* _Stated problem_
Copy out all the data below, swapping "outstretched arm" for "raised arm" and changing nothing else. Omit the pictures.

* _Record extracts_

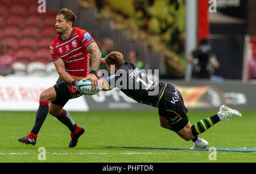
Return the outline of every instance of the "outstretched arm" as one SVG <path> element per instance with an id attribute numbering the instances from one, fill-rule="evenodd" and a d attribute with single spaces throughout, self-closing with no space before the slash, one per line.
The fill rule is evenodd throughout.
<path id="1" fill-rule="evenodd" d="M 102 89 L 101 89 L 101 90 L 107 91 L 110 90 L 109 85 L 105 82 L 104 79 L 99 80 L 98 82 L 102 86 Z"/>
<path id="2" fill-rule="evenodd" d="M 92 56 L 91 71 L 94 71 L 96 73 L 100 65 L 101 53 L 95 42 L 90 44 L 86 49 Z M 98 78 L 96 75 L 93 73 L 90 73 L 86 78 L 92 81 L 92 87 L 96 89 L 96 86 L 98 85 Z"/>

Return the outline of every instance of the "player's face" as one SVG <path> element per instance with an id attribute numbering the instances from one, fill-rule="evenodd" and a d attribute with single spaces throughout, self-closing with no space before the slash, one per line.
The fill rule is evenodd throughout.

* _Written answer_
Return the outline of every instance of the "raised arm" as one SVG <path> element per instance with an id attribute numbering the instances from one, fill-rule="evenodd" and a d attribute with single spaces throughout, self-closing with no space before the slash, one per line.
The fill rule is evenodd throughout.
<path id="1" fill-rule="evenodd" d="M 102 89 L 101 89 L 101 90 L 107 91 L 110 90 L 109 85 L 105 82 L 104 79 L 99 80 L 98 82 L 102 86 Z"/>
<path id="2" fill-rule="evenodd" d="M 92 56 L 91 71 L 94 71 L 96 73 L 100 65 L 101 53 L 95 42 L 90 44 L 86 49 Z M 98 78 L 96 75 L 93 73 L 90 73 L 86 78 L 92 81 L 92 87 L 96 89 L 96 86 L 98 85 Z"/>

Return the outline of every instance of the "player's face" as one SVG <path> element per instance with an id attribute numbering the instances from one, fill-rule="evenodd" and a d attribute with single spaces throughout, self-closing with no space before the slash, one per line.
The fill rule is evenodd throughout.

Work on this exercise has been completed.